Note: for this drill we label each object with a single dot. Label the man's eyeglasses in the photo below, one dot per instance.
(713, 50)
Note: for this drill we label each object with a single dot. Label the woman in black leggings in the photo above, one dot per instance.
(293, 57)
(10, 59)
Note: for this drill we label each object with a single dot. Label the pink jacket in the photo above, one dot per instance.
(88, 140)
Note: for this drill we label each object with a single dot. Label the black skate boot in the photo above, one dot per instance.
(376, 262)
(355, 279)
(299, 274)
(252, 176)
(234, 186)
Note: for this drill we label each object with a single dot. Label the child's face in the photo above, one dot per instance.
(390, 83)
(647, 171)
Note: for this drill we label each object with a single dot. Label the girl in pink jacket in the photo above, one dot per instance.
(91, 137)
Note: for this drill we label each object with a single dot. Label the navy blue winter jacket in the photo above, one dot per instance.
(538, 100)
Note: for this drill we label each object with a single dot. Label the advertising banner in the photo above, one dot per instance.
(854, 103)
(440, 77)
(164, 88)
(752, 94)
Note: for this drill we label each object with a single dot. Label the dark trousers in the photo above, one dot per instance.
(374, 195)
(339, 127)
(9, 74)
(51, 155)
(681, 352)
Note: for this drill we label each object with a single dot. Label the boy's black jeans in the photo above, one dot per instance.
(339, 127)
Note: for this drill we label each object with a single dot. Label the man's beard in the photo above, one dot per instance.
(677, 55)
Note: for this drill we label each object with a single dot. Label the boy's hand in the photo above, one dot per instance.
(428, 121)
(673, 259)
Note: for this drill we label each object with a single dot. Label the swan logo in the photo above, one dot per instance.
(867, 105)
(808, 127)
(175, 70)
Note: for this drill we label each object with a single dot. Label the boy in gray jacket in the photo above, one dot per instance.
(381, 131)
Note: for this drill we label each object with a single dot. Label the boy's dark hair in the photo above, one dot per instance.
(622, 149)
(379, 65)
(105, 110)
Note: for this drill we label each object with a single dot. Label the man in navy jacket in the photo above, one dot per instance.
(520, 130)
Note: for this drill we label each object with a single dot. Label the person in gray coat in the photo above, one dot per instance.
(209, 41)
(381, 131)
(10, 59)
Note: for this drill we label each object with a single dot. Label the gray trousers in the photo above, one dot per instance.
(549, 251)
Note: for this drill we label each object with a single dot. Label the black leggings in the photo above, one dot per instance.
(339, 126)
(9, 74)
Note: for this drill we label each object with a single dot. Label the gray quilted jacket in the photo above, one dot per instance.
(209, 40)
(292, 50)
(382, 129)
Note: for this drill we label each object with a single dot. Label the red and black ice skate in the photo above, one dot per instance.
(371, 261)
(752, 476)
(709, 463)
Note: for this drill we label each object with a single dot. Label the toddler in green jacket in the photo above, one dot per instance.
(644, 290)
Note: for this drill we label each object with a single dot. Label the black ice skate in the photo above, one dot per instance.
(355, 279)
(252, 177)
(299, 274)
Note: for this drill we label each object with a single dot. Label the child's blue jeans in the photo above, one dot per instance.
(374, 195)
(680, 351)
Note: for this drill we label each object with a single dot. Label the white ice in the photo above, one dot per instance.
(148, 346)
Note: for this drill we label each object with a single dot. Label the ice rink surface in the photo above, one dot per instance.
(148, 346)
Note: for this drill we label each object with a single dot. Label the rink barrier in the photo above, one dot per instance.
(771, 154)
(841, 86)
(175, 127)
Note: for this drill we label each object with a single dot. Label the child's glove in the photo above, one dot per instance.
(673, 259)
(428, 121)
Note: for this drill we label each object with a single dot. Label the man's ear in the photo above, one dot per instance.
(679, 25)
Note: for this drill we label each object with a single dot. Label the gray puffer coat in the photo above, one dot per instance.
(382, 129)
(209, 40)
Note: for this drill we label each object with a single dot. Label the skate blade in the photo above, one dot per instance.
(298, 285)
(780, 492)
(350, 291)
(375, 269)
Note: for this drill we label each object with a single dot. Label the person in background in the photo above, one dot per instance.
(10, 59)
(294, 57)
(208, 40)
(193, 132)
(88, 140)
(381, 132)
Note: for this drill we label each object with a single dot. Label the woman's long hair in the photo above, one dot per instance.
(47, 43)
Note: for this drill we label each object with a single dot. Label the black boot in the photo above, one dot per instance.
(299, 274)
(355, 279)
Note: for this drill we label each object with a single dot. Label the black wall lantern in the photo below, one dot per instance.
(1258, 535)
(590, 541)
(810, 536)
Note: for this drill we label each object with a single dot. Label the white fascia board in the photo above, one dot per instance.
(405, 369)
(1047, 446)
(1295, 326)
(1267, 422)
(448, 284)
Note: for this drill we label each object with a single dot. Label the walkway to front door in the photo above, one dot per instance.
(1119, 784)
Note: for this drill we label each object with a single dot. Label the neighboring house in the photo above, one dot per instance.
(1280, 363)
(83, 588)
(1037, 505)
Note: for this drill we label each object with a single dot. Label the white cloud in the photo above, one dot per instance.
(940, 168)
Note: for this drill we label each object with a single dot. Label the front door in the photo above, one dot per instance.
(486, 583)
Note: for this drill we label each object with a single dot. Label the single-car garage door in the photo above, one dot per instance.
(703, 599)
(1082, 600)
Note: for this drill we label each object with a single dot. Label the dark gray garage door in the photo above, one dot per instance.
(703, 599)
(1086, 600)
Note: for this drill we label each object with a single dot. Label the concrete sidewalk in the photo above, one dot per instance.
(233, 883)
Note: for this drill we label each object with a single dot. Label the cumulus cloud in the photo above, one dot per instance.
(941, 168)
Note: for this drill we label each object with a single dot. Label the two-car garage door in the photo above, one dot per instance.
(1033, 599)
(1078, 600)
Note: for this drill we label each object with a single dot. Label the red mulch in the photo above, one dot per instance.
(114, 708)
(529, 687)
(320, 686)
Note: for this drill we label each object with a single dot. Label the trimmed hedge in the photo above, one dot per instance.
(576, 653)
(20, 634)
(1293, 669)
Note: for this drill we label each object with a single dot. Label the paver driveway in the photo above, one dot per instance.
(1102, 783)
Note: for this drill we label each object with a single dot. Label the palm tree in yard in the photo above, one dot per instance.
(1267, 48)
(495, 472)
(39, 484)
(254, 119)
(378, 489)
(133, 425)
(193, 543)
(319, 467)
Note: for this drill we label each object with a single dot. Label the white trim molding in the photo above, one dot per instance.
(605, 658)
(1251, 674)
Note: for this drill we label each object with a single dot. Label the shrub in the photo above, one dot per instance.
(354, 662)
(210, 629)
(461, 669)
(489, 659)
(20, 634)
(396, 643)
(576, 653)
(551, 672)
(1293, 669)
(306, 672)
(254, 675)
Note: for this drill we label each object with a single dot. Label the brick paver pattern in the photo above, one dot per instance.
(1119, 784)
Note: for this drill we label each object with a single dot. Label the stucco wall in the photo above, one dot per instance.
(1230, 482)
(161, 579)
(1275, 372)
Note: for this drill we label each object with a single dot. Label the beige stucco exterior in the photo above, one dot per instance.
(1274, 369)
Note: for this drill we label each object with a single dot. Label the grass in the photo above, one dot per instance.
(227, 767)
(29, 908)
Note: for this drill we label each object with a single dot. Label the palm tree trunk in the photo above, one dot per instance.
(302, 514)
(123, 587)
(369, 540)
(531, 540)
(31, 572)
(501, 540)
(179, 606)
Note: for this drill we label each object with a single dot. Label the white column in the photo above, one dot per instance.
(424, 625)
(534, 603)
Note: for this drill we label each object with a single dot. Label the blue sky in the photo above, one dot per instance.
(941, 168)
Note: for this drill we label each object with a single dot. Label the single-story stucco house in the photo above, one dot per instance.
■ ■ ■ ■ ■
◆ EXERCISE DESCRIPTION: Copy the records above from the line containing "Label the blue" through the end of the records, offsetting every coordinate in the answers by adding 85 to each number and leaving all other lines unchanged.

◆ RESPONSE:
Note: for this drill we label each object with a single dot. Label the blue sky in the photo above, one dot per instance.
(1026, 253)
Note: for this drill we label each object with a single dot. Label the single-story stucco house in the photo above, one dot per instance.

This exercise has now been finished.